BEGIN Extract
More than 1,000 B.C. Forest Service jobs have been cut in less than a decade, leaving remaining forest workers responsible for up to 232,240 hectares of land each, according to resource research specialist Ben Parfitt.

More than 1,000 B.C. Forest Service jobs have been cut in less than a decade, leaving remaining forest workers responsible for up to 232,240 hectares of land each, according to resource research specialist Ben Parfitt.

From 2009 to 2010, 245 jobs were lost across the province, including 12 in Castlegar. When the Castlegar Forest District Office was scaled back last summer due to budget cuts, Garry Beaudry, district manager for the Kootenay Lake Forest District said jobs would be available for employees willing to relocate.

“Looking at it through that lens, there’s no getting around the fact that 12 full-time jobs are gone,” Parfitt said.

Parfitt, along with Darryl Walker, president of the B.C. government and service employees’ union were in Castlegar this week to talk about the state of the B.C. Forestry and the community dialogue on forestry.

“My concern is, we tend to lose sight of the fact that in this province the majority of the land is publicly-owned,” Parfitt said. “We’re dangerously low on the number of people we have working in the forest service today and as a result there are real risks.”

Those risks include “an era of unprecedented insect attacks that have killed hundreds of millions of trees; forest fires of increasing number and severity; a reforestation challenge of unimaginable extent and complexity; and a pressing need both globally and at home to respond to these and other climate change-related events in ways that conserve forests both to protect biological diversity and to provide society with wood products,” Parfitt wrote in his report, “Axed: A Decade of Cuts to BC’s Forest Service.”

Parfitt said it’s unfortunate how much has been cut from the B.C. Forest Service, especially since the United States hasn’t cut nearly as much. He worked out the figures, and each U.S. Forest Service employee is responsible for an area of land 10 times smaller than that of a B.C. employee.

“To put it in its plainest form, the more cuts you had, the more land area you are making each service forest worker responsible for.”

He said it’s impossible for each forest worker to cover the amount of land they’re responsible for.
END Extract
Copy out the entire text on B.C. Forest Service job cuts word for word, with no changes. The lines after this text play no part in the work.
BEGIN Supplied data
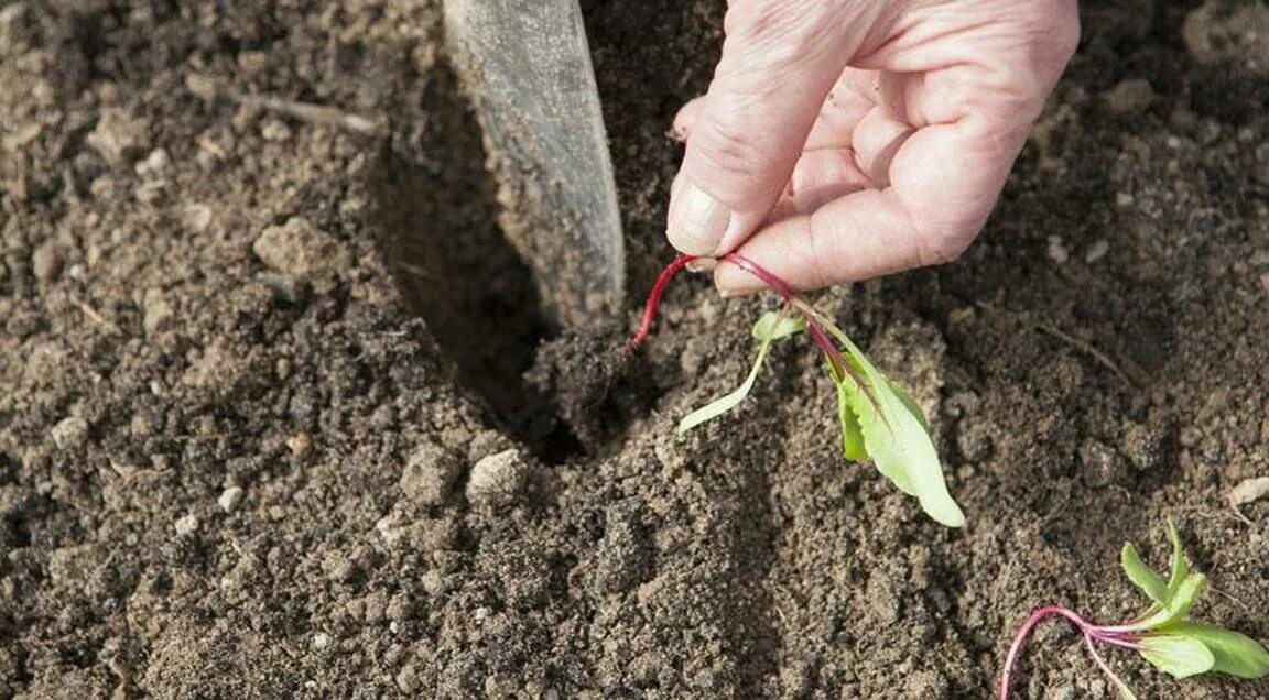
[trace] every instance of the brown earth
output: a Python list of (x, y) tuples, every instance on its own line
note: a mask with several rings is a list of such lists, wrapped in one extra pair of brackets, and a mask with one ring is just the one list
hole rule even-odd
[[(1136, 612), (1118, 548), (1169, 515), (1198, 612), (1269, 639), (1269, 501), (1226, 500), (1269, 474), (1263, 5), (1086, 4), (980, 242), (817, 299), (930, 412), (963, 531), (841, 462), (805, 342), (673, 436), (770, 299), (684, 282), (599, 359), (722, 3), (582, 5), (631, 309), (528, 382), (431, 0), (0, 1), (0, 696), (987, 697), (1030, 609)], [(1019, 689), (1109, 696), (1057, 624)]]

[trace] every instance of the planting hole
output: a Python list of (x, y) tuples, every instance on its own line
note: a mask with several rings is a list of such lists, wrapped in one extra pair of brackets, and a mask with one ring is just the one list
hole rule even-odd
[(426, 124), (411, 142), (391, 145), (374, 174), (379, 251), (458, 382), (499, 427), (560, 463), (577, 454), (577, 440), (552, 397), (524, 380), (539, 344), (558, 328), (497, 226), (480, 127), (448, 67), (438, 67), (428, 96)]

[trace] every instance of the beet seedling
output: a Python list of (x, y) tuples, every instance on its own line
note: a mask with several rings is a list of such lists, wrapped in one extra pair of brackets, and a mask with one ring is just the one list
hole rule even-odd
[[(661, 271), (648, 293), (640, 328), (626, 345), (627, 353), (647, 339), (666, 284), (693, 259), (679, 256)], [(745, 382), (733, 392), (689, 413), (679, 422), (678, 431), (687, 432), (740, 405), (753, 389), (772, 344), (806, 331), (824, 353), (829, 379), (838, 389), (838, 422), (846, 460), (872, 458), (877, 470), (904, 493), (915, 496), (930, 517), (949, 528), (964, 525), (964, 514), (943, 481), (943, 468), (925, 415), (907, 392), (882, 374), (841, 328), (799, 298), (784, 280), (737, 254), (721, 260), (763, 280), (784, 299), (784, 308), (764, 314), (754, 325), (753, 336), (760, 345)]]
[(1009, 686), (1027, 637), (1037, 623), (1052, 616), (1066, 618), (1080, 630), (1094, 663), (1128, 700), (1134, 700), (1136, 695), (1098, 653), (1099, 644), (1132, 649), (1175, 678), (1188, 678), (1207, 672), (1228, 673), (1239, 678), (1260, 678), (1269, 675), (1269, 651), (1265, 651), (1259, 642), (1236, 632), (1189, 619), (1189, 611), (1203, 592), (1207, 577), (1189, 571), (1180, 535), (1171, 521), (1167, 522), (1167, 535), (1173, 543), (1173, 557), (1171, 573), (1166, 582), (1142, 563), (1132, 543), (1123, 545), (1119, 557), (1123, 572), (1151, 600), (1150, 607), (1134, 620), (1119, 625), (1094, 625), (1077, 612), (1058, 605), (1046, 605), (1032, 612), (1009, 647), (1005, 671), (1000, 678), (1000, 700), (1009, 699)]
END Supplied data
- [Answer space]
More than 1,000 B.C. Forest Service jobs have been cut in less than a decade, leaving remaining forest workers responsible for up to 232,240 hectares of land each, according to resource research specialist Ben Parfitt.

More than 1,000 B.C. Forest Service jobs have been cut in less than a decade, leaving remaining forest workers responsible for up to 232,240 hectares of land each, according to resource research specialist Ben Parfitt.

From 2009 to 2010, 245 jobs were lost across the province, including 12 in Castlegar. When the Castlegar Forest District Office was scaled back last summer due to budget cuts, Garry Beaudry, district manager for the Kootenay Lake Forest District said jobs would be available for employees willing to relocate.

“Looking at it through that lens, there’s no getting around the fact that 12 full-time jobs are gone,” Parfitt said.

Parfitt, along with Darryl Walker, president of the B.C. government and service employees’ union were in Castlegar this week to talk about the state of the B.C. Forestry and the community dialogue on forestry.

“My concern is, we tend to lose sight of the fact that in this province the majority of the land is publicly-owned,” Parfitt said. “We’re dangerously low on the number of people we have working in the forest service today and as a result there are real risks.”

Those risks include “an era of unprecedented insect attacks that have killed hundreds of millions of trees; forest fires of increasing number and severity; a reforestation challenge of unimaginable extent and complexity; and a pressing need both globally and at home to respond to these and other climate change-related events in ways that conserve forests both to protect biological diversity and to provide society with wood products,” Parfitt wrote in his report, “Axed: A Decade of Cuts to BC’s Forest Service.”

Parfitt said it’s unfortunate how much has been cut from the B.C. Forest Service, especially since the United States hasn’t cut nearly as much. He worked out the figures, and each U.S. Forest Service employee is responsible for an area of land 10 times smaller than that of a B.C. employee.

“To put it in its plainest form, the more cuts you had, the more land area you are making each service forest worker responsible for.”

He said it’s impossible for each forest worker to cover the amount of land they’re responsible for.